Stored items:
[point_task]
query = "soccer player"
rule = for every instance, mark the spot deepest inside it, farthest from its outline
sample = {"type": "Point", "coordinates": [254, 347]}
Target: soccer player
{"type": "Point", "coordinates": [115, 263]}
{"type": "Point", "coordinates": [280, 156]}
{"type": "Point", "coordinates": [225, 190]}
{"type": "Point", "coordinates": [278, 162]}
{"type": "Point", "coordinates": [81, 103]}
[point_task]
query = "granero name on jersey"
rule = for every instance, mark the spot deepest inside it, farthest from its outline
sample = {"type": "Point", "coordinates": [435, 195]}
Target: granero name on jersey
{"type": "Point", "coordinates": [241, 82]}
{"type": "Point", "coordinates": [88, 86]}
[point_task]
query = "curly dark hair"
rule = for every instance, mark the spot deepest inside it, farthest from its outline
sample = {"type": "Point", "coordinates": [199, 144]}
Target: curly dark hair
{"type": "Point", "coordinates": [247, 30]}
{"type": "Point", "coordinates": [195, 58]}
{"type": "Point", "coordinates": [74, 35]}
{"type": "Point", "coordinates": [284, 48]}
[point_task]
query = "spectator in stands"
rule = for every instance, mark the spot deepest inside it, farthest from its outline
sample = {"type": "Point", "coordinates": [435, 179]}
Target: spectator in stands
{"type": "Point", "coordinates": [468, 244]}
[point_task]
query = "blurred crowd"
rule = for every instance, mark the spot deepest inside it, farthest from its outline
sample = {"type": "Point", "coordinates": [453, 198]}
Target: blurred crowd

## TASK DETAILS
Beginning with the line that contains "Target: soccer player", restate word for word each line through the last one in the data, and write nothing more.

## WRITTEN SOLUTION
Target: soccer player
{"type": "Point", "coordinates": [115, 263]}
{"type": "Point", "coordinates": [280, 156]}
{"type": "Point", "coordinates": [225, 190]}
{"type": "Point", "coordinates": [278, 162]}
{"type": "Point", "coordinates": [81, 103]}
[point_task]
query = "granero name on jersey"
rule = for every instance, mark the spot deepest inside it, farthest from its outline
sample = {"type": "Point", "coordinates": [435, 195]}
Target: granero name on jersey
{"type": "Point", "coordinates": [241, 82]}
{"type": "Point", "coordinates": [88, 86]}
[point_task]
query = "curly dark hair"
rule = for every instance, mark the spot deepest inside it, farthest from its outline
sample = {"type": "Point", "coordinates": [199, 144]}
Target: curly dark hair
{"type": "Point", "coordinates": [247, 30]}
{"type": "Point", "coordinates": [195, 58]}
{"type": "Point", "coordinates": [74, 35]}
{"type": "Point", "coordinates": [284, 48]}
[point_task]
query = "spectator in stands"
rule = for every instance, mark the spot deepest inside it, farthest from its outline
sample = {"type": "Point", "coordinates": [435, 179]}
Target: spectator in stands
{"type": "Point", "coordinates": [468, 244]}
[point_task]
query = "blurred crowd"
rule = for every instance, mark the spot deepest inside it, farthest from its outline
sample = {"type": "Point", "coordinates": [453, 198]}
Target: blurred crowd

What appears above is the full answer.